Extrait du document:
"""

A l'heure où cet article est écrit nous constatons que plusieurs inspecteurs d'académie ont décidé de ne pas faire d'appels à candidatures pour la formation des psychologues scolaires pour la rentrée 2011. Dans une lettre envoyée par un des rares inspecteurs d'académie soucieux de lancer ces appels à candidature, un âjout rappelle que les instructions ministérielles relatives à ces stages ne sont pas encore publiées à ce jour.  D'habitude ces instructions étaient publiées beaucoup plus précocément et les appels étaient lancés dès le mois d'octobre. La baisse de recrutement était déjà avérée en 2010-2011, ce qui d'ailleurs, a des conséquences importantes sur le financement de la formation octroyé aux centres agréés. La mise en extinction pourrait ne plus être simplement une hypothèse.

 

Combien de politiques ayant prouvé leur intérêt bien réel pour une éducation scolaire au service de tous doivent aujourd'hui se retourner dans leur tombe.

Dans ses Cinq Mémoires sur l'Instruction Publique (1791), Condorcet écrivait :

« L'instruction publique est un devoir de la société à l'égard des citoyens. Cette obligation consiste à ne laisser subsister aucune inégalité qui entraîne de la dépendance. L'inégalité d'instruction est une des principales sources de la tyrannie. Le devoir de la société, relativement à l'obligation d'étendre dans le fait, autant qu'il est possible, l'égalité des droits, consiste donc à procurer à chaque homme l'instruction nécessaire pour exercer les fonctions communes d'homme, de père de famille et de citoyen, pour en sentir, pour en connaître tous les devoirs.

La société doit au peuple une instruction publique : 1°. comme moyen de rendre réelle l'égalité des droits.  2°. pour diminuer l'inégalité qui naît de la différence des sentiments moraux.  3°. pour augmenter, dans la société, la masse des lumières utiles.

L'Instruction publique est encore nécessaire pour préparer les nations aux changements que le temps doit amener. »

« Plus vous voulez que les hommes exercent eux-mêmes une portion plus étendue de leurs droits, plus vous voulez, pour éloigner toute emprise du petit nombre, qu'une masse plus grande de citoyens puisse remplir un plus grand nombre de fonctions, plus vous devez chercher à étendre l'instruction. »

Et dans son mémoire sur la morale laïque, il écrivait :

« La Constitution, en reconnaissant le droit qu'a chaque individu de choisir son culte, en établissant une entière égalité entre tous les habitants de la France, ne permet point d'admettre, dans l'instruction publique, un enseignement qui, en repoussant les enfants d'une partie des citoyens, détruirait l'égalité des avantages sociaux et donnerait à des dogmes particuliers un avantage contraire à la liberté des opinions. »

"""

Votre objectif:
Reproduisez le passage du texte sur l'instruction publique compris entre « Combien de politiques » et « dans leur tombe. », bornes incluses.

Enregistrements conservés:
"""

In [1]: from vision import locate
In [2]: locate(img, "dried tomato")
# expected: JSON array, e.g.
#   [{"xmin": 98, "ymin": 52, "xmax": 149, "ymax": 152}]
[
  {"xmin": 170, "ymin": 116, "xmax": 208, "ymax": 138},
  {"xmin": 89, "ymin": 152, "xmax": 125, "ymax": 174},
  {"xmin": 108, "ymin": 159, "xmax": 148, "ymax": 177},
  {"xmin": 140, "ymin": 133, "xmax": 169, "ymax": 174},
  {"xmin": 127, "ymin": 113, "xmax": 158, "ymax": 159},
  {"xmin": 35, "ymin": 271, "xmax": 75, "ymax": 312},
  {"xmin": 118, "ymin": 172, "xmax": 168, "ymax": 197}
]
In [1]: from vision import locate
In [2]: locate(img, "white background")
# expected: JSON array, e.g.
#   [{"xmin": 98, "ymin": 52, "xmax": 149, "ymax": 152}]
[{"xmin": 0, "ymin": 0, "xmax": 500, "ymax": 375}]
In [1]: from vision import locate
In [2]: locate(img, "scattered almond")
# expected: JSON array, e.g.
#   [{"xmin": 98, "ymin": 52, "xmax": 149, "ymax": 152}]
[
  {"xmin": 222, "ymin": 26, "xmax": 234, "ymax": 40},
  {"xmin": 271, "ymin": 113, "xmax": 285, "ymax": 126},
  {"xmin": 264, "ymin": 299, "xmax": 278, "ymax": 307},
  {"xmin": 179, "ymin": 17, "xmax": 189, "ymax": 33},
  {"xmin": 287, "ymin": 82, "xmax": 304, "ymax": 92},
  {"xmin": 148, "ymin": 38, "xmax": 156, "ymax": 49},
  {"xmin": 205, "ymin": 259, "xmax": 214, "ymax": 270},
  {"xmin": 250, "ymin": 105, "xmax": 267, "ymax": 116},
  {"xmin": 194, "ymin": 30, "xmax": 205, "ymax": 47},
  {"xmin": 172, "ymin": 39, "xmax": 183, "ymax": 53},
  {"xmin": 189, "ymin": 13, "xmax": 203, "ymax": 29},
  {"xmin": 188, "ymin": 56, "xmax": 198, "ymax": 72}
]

"""

Solution proposée:
Combien de politiques ayant prouvé leur intérêt bien réel pour une éducation scolaire au service de tous doivent aujourd'hui se retourner dans leur tombe.